Objective -> What follows is a listing. Return every line of it exactly.

Collection entries ->

============

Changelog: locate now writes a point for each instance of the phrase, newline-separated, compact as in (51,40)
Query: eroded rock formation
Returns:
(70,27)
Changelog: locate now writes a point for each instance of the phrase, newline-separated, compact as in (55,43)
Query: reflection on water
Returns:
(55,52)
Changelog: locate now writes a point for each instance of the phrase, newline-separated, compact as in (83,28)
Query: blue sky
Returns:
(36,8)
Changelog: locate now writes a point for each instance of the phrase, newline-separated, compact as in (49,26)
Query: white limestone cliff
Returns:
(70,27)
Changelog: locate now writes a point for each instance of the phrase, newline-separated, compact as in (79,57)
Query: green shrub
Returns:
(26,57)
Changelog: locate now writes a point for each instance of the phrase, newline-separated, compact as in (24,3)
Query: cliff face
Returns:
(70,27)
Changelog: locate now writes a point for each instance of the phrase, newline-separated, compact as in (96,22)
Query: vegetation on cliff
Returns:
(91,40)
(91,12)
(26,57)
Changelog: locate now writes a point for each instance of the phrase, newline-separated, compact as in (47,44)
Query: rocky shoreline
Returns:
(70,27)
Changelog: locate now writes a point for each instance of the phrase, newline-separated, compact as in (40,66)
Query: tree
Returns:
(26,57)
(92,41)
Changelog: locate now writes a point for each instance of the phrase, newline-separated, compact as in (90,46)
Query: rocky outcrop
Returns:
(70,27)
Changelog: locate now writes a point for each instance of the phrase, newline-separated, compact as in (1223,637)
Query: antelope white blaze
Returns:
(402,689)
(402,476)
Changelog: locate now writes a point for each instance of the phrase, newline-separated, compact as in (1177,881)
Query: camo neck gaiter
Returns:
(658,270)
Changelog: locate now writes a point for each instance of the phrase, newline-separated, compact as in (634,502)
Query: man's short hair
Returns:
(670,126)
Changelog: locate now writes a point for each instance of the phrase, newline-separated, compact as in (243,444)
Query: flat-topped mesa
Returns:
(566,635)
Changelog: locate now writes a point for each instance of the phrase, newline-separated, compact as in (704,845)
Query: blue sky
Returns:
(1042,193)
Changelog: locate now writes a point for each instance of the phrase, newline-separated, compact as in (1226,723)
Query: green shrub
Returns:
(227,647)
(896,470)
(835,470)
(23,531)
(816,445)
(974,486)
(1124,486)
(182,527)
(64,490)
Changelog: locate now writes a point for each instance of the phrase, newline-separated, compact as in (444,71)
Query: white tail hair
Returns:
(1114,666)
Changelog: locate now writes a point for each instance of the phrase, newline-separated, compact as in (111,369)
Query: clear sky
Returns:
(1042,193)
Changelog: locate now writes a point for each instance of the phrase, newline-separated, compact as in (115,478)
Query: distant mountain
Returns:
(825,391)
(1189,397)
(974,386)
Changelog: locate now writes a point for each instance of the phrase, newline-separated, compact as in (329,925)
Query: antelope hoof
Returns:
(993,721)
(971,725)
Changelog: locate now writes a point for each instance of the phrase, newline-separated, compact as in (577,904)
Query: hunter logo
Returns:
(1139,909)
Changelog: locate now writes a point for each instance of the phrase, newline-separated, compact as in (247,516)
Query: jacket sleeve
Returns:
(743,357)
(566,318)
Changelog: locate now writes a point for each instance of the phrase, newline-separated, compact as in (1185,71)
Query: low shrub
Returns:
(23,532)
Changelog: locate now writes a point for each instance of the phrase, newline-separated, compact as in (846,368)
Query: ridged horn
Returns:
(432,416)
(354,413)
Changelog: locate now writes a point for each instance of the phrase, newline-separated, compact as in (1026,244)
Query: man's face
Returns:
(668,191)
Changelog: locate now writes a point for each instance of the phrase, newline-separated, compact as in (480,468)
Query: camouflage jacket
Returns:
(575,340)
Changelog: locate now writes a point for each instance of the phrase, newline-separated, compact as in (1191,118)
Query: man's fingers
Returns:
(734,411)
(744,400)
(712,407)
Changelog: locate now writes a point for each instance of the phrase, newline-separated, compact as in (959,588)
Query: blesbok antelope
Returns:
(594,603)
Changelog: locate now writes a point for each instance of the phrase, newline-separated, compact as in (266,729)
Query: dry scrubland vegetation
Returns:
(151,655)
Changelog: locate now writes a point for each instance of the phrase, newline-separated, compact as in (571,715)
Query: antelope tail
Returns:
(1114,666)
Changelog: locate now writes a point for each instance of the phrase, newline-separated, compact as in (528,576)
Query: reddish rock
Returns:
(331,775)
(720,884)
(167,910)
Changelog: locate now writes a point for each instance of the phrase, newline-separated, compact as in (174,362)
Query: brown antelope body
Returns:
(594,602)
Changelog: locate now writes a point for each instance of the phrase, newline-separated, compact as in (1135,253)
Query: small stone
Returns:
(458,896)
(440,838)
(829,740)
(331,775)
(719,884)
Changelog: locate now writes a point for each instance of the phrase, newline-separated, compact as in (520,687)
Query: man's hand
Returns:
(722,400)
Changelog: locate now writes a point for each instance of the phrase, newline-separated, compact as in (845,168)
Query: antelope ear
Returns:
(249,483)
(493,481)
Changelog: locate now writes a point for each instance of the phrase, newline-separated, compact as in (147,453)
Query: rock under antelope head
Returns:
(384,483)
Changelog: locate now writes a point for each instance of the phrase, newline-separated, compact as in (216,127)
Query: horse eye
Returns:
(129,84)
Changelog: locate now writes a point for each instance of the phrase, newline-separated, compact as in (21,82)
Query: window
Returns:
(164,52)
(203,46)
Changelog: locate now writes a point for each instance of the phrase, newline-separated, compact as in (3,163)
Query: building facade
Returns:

============

Written reply ->
Changelog: locate now writes a point for each instance of the phrase, newline-separated, compact as in (51,40)
Query: eroded rock formation
Returns:
(70,27)
Changelog: locate now writes a point for each instance of the phrase, newline-separated, compact as in (55,43)
Query: reflection on water
Returns:
(55,52)
Changelog: locate now writes a point for each instance of the phrase, newline-separated, compact as in (83,28)
Query: blue sky
Returns:
(36,8)
Changelog: locate now writes a point for each instance of the phrase, newline-separated, compact as in (49,26)
Query: white limestone cliff
Returns:
(70,27)
Changelog: locate now writes a point for each instance of the phrase, newline-separated, compact as in (79,57)
Query: green shrub
Returns:
(26,57)
Changelog: locate now writes a point for each instance of the phrase, newline-separated, compact as in (24,3)
Query: cliff face
Returns:
(70,27)
Changelog: locate now writes a point for each instance of the phrase, newline-separated, compact as in (96,22)
Query: vegetation on cliff
Returns:
(91,40)
(91,12)
(26,57)
Changelog: locate now writes a point for each instance of the phrase, newline-separated, compact as in (47,44)
Query: rocky shoreline
Returns:
(70,27)
Changelog: locate now writes a point for each instance of the phrase, newline-separated, compact as in (40,66)
Query: tree
Returns:
(26,57)
(92,41)
Changelog: locate now writes a point for each instance of the phrase, newline-separated, compact as in (90,46)
Query: rocky outcrop
Returns:
(70,27)
Changelog: locate now writes a point for each instance of the phrase, newline-separated, compact as in (1223,637)
Query: antelope white blaze
Returns:
(402,689)
(402,476)
Changelog: locate now writes a point for each instance of the phrase, newline-separated, compact as in (1177,881)
Query: camo neck gaiter
Returns:
(658,270)
Changelog: locate now writes a point for each instance of the phrase, newline-separated, compact as in (634,502)
Query: man's short hair
Returns:
(670,126)
Changelog: locate now writes a point for each instance of the phrase, newline-separated, compact as in (243,444)
Query: flat-topped mesa
Returns:
(566,635)
Changelog: locate now writes a point for each instance of the phrase, newline-separated, compact as in (704,845)
Query: blue sky
Returns:
(1042,193)
Changelog: locate now writes a point for each instance of the phrase, newline-separated, compact as in (1226,723)
Query: green shrub
Returns:
(227,647)
(896,470)
(835,470)
(23,531)
(816,445)
(974,486)
(1124,486)
(182,527)
(64,490)
Changelog: locate now writes a point for each instance of the phrase, newline-separated, compact as in (444,71)
Query: white tail hair
Returns:
(1114,666)
Changelog: locate now writes a point for each instance of the phrase, newline-separated, compact as in (111,369)
Query: clear sky
Returns:
(1042,193)
Changelog: locate now writes a point for each instance of the phrase, newline-separated, compact as in (115,478)
Query: distant mountain
Returns:
(825,391)
(1189,397)
(974,386)
Changelog: locate now writes a point for each instance of the phrase, newline-separated, compact as in (329,925)
Query: antelope hoof
Returns:
(993,721)
(971,725)
Changelog: locate now writes a point for each instance of the phrase, newline-separated, compact as in (577,904)
Query: hunter logo
Returns:
(1139,909)
Changelog: locate now writes a point for each instance of the phrase, newline-separated, compact as in (247,516)
Query: jacket sleeve
Returns:
(743,357)
(566,318)
Changelog: locate now writes a point for each instance of the phrase, newline-separated, compact as in (1185,71)
Query: low shrub
Returns:
(23,532)
Changelog: locate now writes a point for each instance of the phrase, newline-separated, compact as in (846,368)
Query: ridged horn
Returns:
(432,416)
(354,413)
Changelog: locate now writes a point for each instance of the phrase, newline-separated, compact as in (1026,244)
Query: man's face
Returns:
(668,191)
Changelog: locate now writes a point for each instance of the phrase, newline-separated, compact as in (480,468)
Query: camouflage jacket
Returns:
(575,340)
Changelog: locate now writes a point for each instance of the phrase, newline-separated, compact as in (1191,118)
Query: man's fingers
Returns:
(734,411)
(744,400)
(712,407)
Changelog: locate now writes a point for each instance of the phrase, newline-separated, compact as in (959,588)
Query: blesbok antelope
Returns:
(594,603)
Changelog: locate now writes a point for each instance of the phrase, newline-separated, compact as in (266,729)
Query: dry scrubland vegetation
Returns:
(151,655)
Changelog: locate now writes a point for each instance of the phrase, newline-separated, compact as in (571,715)
Query: antelope tail
Returns:
(1114,666)
Changelog: locate now writes a point for each instance of the phrase, newline-separated, compact as in (528,576)
Query: reddish rock
Returns:
(331,775)
(720,884)
(167,910)
Changelog: locate now writes a point for each instance of the phrase, newline-separated, compact as in (174,362)
Query: brown antelope body
Returns:
(594,602)
Changelog: locate now writes a point for each instance of the phrase, newline-separated, compact as in (1135,253)
Query: small stone
Returns:
(458,896)
(440,838)
(829,740)
(331,775)
(719,884)
Changelog: locate now writes a point for each instance of the phrase, newline-separated, compact as in (520,687)
Query: man's hand
Returns:
(722,400)
Changelog: locate now writes a point for each instance of the phrase, newline-separated, compact as in (845,168)
Query: antelope ear
Returns:
(249,483)
(493,481)
Changelog: locate now writes a point for each instance of the phrase, newline-separated, compact as in (147,453)
Query: rock under antelope head
Returns:
(384,483)
Changelog: locate now writes a point for each instance of the phrase, newline-separated, compact as in (216,127)
Query: horse eye
Returns:
(129,84)
Changelog: locate now writes a point for each instance of the phrase, newline-separated, compact as in (21,82)
Query: window
Returns:
(164,52)
(203,46)
Changelog: locate now writes a point for each instance of the phrase, newline-separated, compact as in (3,163)
Query: building facade
Returns:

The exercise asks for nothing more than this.